I believe that people on the internet should own their platform, for example run their own blog or e-commerce site, participate in decentralized services like Lemmy, etc. Opera Unite was something I found very interesting in terms of allowing people to easily run their own decentralized stuff, and I'm kinda sad it never took off. I self-host things like email and DNS.
I'm a big believer in open-source software and released my first piece of OSS in 2005.
I love listening to people that are passionate about something and get excited when talking about it. Doesn't really matter what it is or if it's a topic I'm interested in.
You'll find a lot of FOSS developers on here. This is a general community and all that, but there is a large Linux and open source software interest here. Some people simply don't understand things like the scope of FOSS software in terms of both users and developers, so that can create some tension at times. There are a lot of experts and radical thinkers in this space. You may or may not find help on super niche questions, but say something wrong or poorly, and you're likely to find the experts soon thereafter. For instance, I am confident enough to ask advanced course computer science questions and get useful answers here. I find this place useful for second sourcing info from AI that I find plausible but sketchy. Like I got into fermentation but have no interest in the whole commercialized nonsense hobby junk. Almost all sources are poisoned by commercial interests and misguided nonsense. Just asking here gets lots of people with practical knowledge on fundamental techniques from long before it was some commercialized hobby.
The group behind the fediverse is very diverse and that diversity is reflected in the user space here in Lemmy.
Just chiming in, I'm 28, American, immigrated to Germany. Can't speak for Lemmy but I migrated from reddit when they shut the APIs down. Just want a shelf stable Aggregate site where I can stay up to date on my favorite hobbies and periodically connect with other humans. A healthy political debate is good every now and then but I'm also in the camp that the answers for our current problems are well researched and pretty fuckin obvious so debates have gotten... Idk stale.
Generally Lemmy feels like reddit but smaller, less polluted, but also less connected with every niche major update.
Thank you for summarising how I feel about the debates.
I sometimes go to respond to the more extreme takes and then think, haven't I said this before? And wouldn't they already know this?
The ability to counter misinformation is so diminished now. Everyone can just stand on either side holding up signs that summarise their views and leave it at that.
56, in Alabama. Pharmacist. Use Pop!_OS on a System76 Darter Pro. I've never used Reddit but I'm a regular on Mastodon and Pixelfed. Also use X. No other social media.
Gen Z weeb from FL living in CA for a couple years now, almost went the IT route and finished trade school but ended up just working a part time service job to have more free time at the cost of being poorer lol
Late 30s woman in Australia. Work in tech adjacent field.
Progressive leftie.
Used Reddit for news, memes and funnies. Here for the same. Sometimes get involved in discussion but more often than not get too angry and have to put the phone down. Feel like you can have better discussions here than the old place, but I've noticed an uptick in right wing nut jobs and incels.
Absence of low effort 'this' and copypastas style responses is great. But I'm seeing a bit of that coming over too.
A piece of tasteless Moroccan filth who despises his country so much and spends time finding as many interesting communities to fit into and discuss about as possible to escape the horrors known as reality.
I'm an early 40s guy who moved north to get away from the city and live a more relaxed life in a small town.
I'm liking it so far except the country music that my new job has on the radio but I'm doing more physical work again which is better for my health than sitting on my ass all day as a manager at my last job.

**WORK INSTRUCTIONS**:
a) Copy word for word the passage of the Lemmy thread that opens with the words containing "Progressive leftie." and closes with "a small town.".
b) In the Lemmy thread, what computer and operating system does the 56-year-old pharmacist from Alabama use?
c) According to the Lemmy thread, why did the Gen Z poster from Florida take a part-time service job instead of going into IT?
The lines after this point come from a different source.

**STUDY MATERIAL**:
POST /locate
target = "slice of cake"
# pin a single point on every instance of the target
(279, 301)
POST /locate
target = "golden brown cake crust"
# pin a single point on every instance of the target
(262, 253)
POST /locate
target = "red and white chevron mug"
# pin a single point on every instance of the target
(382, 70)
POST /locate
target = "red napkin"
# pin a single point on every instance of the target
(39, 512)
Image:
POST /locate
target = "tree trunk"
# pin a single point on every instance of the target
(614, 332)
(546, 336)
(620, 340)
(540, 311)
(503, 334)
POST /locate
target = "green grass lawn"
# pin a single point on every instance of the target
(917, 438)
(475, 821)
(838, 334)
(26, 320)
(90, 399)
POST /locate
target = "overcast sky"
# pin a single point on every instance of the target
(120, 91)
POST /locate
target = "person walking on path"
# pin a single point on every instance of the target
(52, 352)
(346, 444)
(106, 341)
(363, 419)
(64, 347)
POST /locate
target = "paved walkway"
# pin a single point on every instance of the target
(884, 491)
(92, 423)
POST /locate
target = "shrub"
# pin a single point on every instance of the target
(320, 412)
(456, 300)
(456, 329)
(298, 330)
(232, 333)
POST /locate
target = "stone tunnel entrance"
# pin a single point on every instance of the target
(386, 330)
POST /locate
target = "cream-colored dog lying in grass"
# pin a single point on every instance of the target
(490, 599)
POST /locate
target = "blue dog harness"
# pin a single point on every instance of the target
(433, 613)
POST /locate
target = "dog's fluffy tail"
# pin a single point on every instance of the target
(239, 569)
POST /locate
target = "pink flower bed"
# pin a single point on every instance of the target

**SOLVED PROBLEMS**:
a)
Progressive leftie.
Used Reddit for news, memes and funnies. Here for the same. Sometimes get involved in discussion but more often than not get too angry and have to put the phone down. Feel like you can have better discussions here than the old place, but I've noticed an uptick in right wing nut jobs and incels.
Absence of low effort 'this' and copypastas style responses is great. But I'm seeing a bit of that coming over too.
A piece of tasteless Moroccan filth who despises his country so much and spends time finding as many interesting communities to fit into and discuss about as possible to escape the horrors known as reality.
I'm an early 40s guy who moved north to get away from the city and live a more relaxed life in a small town.

b) The pharmacist uses Pop!_OS on a System76 Darter Pro.

c) The poster took the part-time service job to have more free time. That choice came at the cost of being poorer.